## [TEXTO DE REFERENCIA]
********************

En aquel tiempo, Jesús fue a Nazaret, donde se había criado. Entró en
la sinagoga, como era su costumbre hacerlo los sábados, y se levantó para hacer
la lectura. Se le dio el volumen del profeta Isaías, lo desenrolló y encontró
el pasaje en que estaba escrito: El Espíritu del Señor está sobre mí, porque me
ha ungido para llevar a los pobres la buena nueva, para anunciar la liberación
a los cautivos y la curación a los ciegos, para dar libertad a los oprimidos y
proclamar el año de gracia del Señor. Enrolló el volumen, lo devolvió al
encargado y se sentó. Los ojos de todos los asistentes a la sinagoga estaban
fijos en él. Entonces comenzó a hablar, diciendo: "Hoy mismo se ha
cumplido este pasaje de la Escritura, que ustedes acaban de oír". Todos le
daban su aprobación y admiraban la sabiduría de las palabras que salían de sus
labios, y se preguntaban: "¿No es éste el hijo de José?" Jesús les
dijo: "Seguramente me dirán aquel refrán: Médico, cúrate a ti mismo, y haz
aquí, en tu propia tierra, todos esos prodigios que hemos oído que has hecho en
Cafarnaúm ". Y añadió: "Yo les aseguro que nadie es profeta en su
tierra. Había ciertamente en Israel muchas viudas en los tiempos de Elías,
cuando faltó la lluvia durante tres años y medio, y hubo un hambre terrible en
todo el país; sin embargo, a ninguna de ellas fue enviado Elías, sino a una
viuda que vivía en Sarepta, ciudad de Sidón. Había muchos leprosos en Israel,
en tiempos del profeta Eliseo; sin embargo, ninguno de ellos fue curado sino
Naamán, que era de Siria". Al oír esto, todos los que estaban en la
sinagoga se llenaron de ira, y levantándose, lo sacaron de la ciudad y lo
llevaron hasta una barranca del monte, sobre el que estaba construida la
ciudad, para despeñarlo. Pero él, pasando por en medio de ellos, se alejó de
allí.
Reflexión
Jesús regresa a Nazaret, el lugar donde se crió. Entra en la sinagoga,
toma el libro del profeta Isaías y proclama con autoridad: "El Espíritu
del Señor está sobre mí, porque me ha ungido..." Con estas palabras,
revela su misión: anunciar la Buena Nueva a los pobres, liberar a los cautivos,
dar vista a los ciegos, y proclamar el año de gracia del Señor.
Al principio, todos lo admiran. Pero cuando Jesús les recuerda que Dios
también actuó fuera de Israel —con la viuda de Sarepta y Naamán el sirio—, la
admiración se convierte en furia. ¿Por qué? Porque Jesús rompe sus
expectativas. Les muestra que la salvación no es privilegio de unos pocos, sino
don para todos.
"Ningún profeta es bien recibido en su tierra." Esta frase
resuena con fuerza. A veces, lo familiar nos ciega. Nos cuesta aceptar que Dios
puede hablar a través de quien conocemos, de quien no encaja en nuestros
moldes.
Jesús no se detiene ante el rechazo. Pasa por en medio de ellos y sigue
su camino. La misión continúa, aunque duela el desprecio. El Reino no se
detiene por la incredulidad de algunos. Dios sigue llamando, sanando,
liberando… incluso cuando lo queremos echar fuera.

********************

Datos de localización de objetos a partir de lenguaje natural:
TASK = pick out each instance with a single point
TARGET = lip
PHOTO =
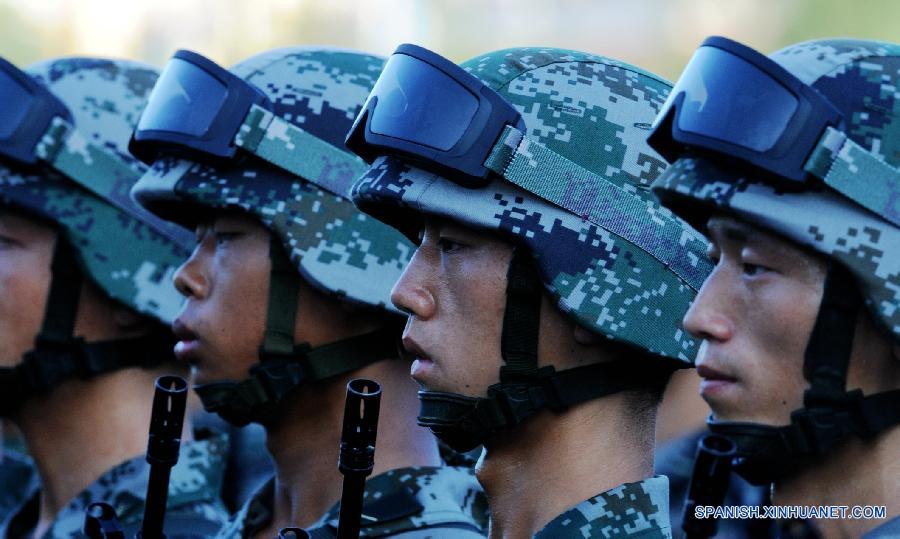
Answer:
(714, 382)
(421, 362)
(187, 347)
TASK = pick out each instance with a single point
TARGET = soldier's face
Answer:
(454, 290)
(26, 251)
(226, 283)
(755, 314)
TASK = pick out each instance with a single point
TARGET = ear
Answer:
(587, 338)
(127, 319)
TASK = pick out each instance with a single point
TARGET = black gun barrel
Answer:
(357, 456)
(166, 420)
(293, 533)
(100, 522)
(709, 484)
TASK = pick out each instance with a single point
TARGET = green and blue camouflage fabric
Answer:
(639, 509)
(18, 480)
(194, 509)
(862, 79)
(613, 259)
(84, 186)
(335, 247)
(413, 502)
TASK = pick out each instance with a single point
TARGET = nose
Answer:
(190, 279)
(411, 292)
(709, 316)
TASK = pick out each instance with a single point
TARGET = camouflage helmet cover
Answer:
(595, 112)
(862, 79)
(128, 258)
(334, 246)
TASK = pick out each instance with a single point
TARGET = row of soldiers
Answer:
(561, 231)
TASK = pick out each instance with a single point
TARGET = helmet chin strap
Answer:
(283, 366)
(58, 355)
(524, 389)
(830, 414)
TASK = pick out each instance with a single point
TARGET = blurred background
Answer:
(658, 35)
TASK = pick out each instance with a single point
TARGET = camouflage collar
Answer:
(412, 498)
(639, 509)
(196, 479)
(398, 500)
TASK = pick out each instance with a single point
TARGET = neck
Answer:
(304, 446)
(82, 429)
(554, 462)
(858, 473)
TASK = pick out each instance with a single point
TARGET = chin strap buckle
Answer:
(828, 416)
(522, 396)
(50, 361)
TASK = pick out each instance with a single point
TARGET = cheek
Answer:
(235, 313)
(781, 322)
(23, 296)
(475, 301)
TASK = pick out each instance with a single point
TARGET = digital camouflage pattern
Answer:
(639, 509)
(128, 253)
(334, 246)
(18, 480)
(413, 502)
(194, 509)
(862, 79)
(593, 113)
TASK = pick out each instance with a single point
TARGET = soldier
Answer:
(545, 294)
(287, 289)
(790, 164)
(85, 275)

********************

## [CONSIGNA]
Devuelve sin cambios el fragmento del texto sobre Jesús en la sinagoga de Nazaret que va desde "Jesús no se" hasta "queremos echar fuera.", ambos incluidos.

## [TAREA RESUELTA]
Jesús no se detiene ante el rechazo. Pasa por en medio de ellos y sigue
su camino. La misión continúa, aunque duela el desprecio. El Reino no se
detiene por la incredulidad de algunos. Dios sigue llamando, sanando,
liberando… incluso cuando lo queremos echar fuera.